Would you copy all lines in the data that contain the word "balloon"?

[Dataset entries]
+ + + + + + +

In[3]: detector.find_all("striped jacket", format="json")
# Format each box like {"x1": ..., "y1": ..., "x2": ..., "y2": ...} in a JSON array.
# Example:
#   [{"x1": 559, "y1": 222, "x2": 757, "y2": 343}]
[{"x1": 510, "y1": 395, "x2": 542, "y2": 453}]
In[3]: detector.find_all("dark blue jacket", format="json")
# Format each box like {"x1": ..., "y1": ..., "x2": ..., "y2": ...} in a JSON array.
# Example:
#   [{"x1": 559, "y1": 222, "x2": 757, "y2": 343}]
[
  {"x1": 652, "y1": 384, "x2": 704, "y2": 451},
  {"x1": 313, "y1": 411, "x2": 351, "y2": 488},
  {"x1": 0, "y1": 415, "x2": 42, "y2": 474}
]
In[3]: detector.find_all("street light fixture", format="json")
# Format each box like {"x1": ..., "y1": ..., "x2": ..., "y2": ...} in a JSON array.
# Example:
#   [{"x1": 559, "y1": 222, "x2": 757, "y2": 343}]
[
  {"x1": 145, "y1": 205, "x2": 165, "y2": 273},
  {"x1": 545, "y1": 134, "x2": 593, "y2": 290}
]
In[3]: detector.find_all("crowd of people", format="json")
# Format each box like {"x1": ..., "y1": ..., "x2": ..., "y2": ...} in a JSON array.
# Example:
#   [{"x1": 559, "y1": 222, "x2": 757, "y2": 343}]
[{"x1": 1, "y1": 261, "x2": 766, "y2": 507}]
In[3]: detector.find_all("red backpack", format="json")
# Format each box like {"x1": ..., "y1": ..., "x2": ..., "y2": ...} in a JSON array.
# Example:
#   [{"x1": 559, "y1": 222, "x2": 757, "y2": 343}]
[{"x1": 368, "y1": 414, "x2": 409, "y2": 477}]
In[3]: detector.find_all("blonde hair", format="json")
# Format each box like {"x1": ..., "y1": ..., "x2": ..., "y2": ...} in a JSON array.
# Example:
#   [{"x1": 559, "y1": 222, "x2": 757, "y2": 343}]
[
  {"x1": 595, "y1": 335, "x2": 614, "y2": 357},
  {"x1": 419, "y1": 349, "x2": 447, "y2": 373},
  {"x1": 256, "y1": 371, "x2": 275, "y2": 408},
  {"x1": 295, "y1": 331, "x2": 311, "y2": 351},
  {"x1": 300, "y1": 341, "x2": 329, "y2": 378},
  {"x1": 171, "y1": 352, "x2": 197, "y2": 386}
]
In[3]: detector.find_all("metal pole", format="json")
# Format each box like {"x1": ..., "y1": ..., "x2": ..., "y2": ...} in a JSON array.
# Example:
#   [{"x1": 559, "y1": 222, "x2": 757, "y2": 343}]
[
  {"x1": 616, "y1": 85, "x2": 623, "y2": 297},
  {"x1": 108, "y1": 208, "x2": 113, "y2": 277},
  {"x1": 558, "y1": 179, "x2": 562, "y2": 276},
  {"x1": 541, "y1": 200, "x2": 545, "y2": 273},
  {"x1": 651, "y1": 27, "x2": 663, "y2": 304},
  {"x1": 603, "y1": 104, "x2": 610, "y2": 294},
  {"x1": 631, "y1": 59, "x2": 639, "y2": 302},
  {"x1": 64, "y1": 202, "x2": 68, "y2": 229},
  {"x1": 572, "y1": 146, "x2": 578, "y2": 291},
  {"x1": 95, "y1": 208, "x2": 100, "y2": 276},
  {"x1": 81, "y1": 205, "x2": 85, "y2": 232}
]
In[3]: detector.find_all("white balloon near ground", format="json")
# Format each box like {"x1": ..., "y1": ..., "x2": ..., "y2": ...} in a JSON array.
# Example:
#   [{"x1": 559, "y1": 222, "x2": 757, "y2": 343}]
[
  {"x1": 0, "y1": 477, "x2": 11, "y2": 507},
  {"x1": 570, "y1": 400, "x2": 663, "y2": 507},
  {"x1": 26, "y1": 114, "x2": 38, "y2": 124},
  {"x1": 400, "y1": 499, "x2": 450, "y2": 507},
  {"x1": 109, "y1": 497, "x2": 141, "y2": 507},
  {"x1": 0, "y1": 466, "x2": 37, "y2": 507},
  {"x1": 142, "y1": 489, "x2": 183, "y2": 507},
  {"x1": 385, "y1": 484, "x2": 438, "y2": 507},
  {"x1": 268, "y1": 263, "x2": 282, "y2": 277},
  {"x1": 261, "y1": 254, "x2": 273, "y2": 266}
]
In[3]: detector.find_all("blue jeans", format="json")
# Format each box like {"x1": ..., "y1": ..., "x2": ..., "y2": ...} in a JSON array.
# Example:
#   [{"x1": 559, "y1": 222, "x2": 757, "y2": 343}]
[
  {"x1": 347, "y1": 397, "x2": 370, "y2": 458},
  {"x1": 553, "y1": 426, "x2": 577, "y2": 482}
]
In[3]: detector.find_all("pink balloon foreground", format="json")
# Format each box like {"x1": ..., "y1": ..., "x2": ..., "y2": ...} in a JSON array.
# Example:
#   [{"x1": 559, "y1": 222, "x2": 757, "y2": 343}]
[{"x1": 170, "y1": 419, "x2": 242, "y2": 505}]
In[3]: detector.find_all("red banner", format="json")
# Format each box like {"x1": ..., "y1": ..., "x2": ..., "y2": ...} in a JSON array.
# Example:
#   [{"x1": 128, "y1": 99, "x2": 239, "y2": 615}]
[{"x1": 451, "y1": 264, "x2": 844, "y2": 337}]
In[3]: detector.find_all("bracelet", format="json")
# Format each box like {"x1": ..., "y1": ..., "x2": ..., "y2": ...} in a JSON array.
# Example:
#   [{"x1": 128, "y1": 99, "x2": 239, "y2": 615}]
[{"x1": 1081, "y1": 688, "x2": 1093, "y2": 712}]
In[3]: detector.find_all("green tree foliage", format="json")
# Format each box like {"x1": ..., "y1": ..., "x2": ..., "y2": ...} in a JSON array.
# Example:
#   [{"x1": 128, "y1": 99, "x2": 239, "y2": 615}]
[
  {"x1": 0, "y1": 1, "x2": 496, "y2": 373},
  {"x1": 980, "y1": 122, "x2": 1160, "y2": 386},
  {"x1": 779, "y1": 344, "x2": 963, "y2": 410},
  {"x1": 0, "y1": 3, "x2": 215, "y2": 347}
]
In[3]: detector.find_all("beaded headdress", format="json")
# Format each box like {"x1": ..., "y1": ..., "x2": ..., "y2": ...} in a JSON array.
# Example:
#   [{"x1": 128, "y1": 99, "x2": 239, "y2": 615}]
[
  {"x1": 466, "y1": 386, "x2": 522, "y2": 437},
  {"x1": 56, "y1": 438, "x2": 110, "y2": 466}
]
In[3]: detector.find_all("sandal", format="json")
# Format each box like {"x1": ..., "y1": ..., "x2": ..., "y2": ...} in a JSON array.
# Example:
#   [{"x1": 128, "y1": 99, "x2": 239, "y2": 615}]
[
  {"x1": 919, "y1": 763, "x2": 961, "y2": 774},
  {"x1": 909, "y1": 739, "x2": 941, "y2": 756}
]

+ + + + + + +

● **Solution for this task**
In[3]: detector.find_all("white balloon near ground", format="json")
In[3]: detector.find_all("pink balloon foreground", format="json")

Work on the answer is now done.